* TEXTO DO DOCUMENTO
- - - - - - -

A OECD tem aplicado o teste PISA (Programa Internacional de Avaliação de Alunos, na sigla inglesa) e criado rankings entre mais de 70 países. Em 2015, o Brasil participou da avaliação, com provas aplicadas a cerca de 33 mil alunos na faixa dos 15 anos, distribuídos em 965 escolas. O órgão responsável pela prova no brasil é o INEP (Instituto Nacional de Estudos e Pesquisas Educacionais Anísio Feixeira), vinculado ao governo federal.

Sjøberg apresentou suas críticas e ideias sobre a iniciativa durante o Encontro de Física de 2016, que ocorre entre 3 e 7 de setembro em Natal (RN), organizado pela Sociedade Brasileira de Física. Confira a seguir uma entrevista em que ele explica sua posição.

SBF – O sr. argumenta que rankings baseados em testes do PISA são mais um problema do que uma solução para a educação. Esse é um problema ligado à formulação do teste do PISA ou qualquer prova similar traria os mesmos problemas?

- - - - - - -

* DETALHES DA TAREFA
Continue o texto sobre as críticas aos rankings do PISA logo após a última frase apresentada. As entradas não têm nenhum papel nesta tarefa.

- - - - - - -

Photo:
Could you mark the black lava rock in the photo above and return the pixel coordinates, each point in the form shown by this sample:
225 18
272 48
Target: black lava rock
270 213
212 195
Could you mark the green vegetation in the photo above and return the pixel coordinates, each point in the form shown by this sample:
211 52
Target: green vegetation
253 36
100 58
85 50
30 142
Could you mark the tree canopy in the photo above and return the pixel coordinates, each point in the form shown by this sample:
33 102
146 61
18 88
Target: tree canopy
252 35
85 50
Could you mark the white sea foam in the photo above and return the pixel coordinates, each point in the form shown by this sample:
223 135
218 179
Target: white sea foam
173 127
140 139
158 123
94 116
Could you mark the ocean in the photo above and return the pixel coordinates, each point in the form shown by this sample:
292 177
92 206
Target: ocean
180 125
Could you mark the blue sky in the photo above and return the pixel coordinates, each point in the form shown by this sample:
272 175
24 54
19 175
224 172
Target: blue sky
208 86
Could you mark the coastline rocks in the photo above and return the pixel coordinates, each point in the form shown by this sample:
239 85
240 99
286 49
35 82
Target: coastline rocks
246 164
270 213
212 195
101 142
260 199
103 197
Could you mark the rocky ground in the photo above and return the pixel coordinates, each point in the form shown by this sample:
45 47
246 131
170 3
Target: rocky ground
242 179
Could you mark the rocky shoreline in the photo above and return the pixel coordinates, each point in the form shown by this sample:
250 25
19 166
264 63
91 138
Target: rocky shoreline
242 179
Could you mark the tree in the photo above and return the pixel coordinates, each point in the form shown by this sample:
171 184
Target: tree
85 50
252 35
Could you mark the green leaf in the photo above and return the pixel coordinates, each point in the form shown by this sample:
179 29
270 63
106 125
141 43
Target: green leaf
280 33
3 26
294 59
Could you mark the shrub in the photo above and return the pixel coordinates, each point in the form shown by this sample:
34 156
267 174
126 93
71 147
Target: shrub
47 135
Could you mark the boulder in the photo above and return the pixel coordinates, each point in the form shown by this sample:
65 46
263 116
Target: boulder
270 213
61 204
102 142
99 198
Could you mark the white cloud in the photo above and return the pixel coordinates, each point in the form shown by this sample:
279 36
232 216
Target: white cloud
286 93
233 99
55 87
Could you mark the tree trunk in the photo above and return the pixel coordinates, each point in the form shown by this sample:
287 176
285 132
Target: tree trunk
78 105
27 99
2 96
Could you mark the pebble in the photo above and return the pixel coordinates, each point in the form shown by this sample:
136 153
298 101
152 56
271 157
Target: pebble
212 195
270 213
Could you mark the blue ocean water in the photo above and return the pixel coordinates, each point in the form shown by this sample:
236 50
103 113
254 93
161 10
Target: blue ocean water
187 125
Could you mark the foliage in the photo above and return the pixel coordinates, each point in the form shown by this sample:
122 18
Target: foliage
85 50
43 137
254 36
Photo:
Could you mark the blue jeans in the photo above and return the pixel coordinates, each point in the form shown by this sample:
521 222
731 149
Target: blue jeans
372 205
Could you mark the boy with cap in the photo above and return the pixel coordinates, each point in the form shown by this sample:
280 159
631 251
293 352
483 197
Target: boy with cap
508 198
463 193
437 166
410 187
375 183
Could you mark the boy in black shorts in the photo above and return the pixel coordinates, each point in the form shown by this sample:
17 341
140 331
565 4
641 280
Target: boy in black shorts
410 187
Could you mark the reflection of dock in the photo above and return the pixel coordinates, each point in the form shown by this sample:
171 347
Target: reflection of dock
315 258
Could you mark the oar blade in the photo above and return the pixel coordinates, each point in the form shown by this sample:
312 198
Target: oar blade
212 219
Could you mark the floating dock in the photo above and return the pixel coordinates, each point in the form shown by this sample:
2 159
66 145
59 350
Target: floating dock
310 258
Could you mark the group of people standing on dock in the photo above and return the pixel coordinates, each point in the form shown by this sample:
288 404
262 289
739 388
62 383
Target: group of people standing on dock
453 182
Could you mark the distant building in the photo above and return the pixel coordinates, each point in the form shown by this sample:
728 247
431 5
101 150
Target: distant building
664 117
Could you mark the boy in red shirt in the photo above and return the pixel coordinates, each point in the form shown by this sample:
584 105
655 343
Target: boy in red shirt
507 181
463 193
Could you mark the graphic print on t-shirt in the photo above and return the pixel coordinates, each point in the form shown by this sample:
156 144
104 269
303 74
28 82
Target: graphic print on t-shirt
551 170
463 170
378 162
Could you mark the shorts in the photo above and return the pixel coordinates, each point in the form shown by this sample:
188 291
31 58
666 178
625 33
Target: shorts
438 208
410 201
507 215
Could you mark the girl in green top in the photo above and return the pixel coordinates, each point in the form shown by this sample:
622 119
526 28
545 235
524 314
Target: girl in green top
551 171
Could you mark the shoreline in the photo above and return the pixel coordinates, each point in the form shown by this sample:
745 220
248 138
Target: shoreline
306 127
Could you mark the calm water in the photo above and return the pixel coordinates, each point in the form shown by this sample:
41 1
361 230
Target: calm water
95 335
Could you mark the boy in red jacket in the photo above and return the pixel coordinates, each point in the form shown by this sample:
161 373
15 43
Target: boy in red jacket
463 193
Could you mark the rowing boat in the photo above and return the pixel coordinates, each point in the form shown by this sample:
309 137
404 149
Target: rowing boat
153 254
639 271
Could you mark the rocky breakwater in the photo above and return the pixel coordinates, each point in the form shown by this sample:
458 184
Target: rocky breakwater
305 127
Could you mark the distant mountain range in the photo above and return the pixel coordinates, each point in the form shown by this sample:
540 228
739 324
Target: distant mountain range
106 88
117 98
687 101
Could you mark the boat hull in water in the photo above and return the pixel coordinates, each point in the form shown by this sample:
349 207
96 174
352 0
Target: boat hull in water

- - - - - - -

* RESPOSTA FINAL
Svein Sjøberg – Se o PISA é a “solução”, qual problema ele deveria resolver? O PISA é muito diferente de todos os outros testes internacionais. Ele é, por natureza, normativo, ele define quais são os conteúdos de valor nas escolas, enquanto outros estudos (como o TIMSS) são mais descritivos, eles descrevem como alunos em diferentes países dominam diferentes partes do currículo escolar, com questões que são similares a questões de provas escolares. (Contudo, o TIMSS também usa um currículo que é um meio-termo entre o que os pesquisadores acham que é o conteúdo mais ou menos comum na maioria dos países.)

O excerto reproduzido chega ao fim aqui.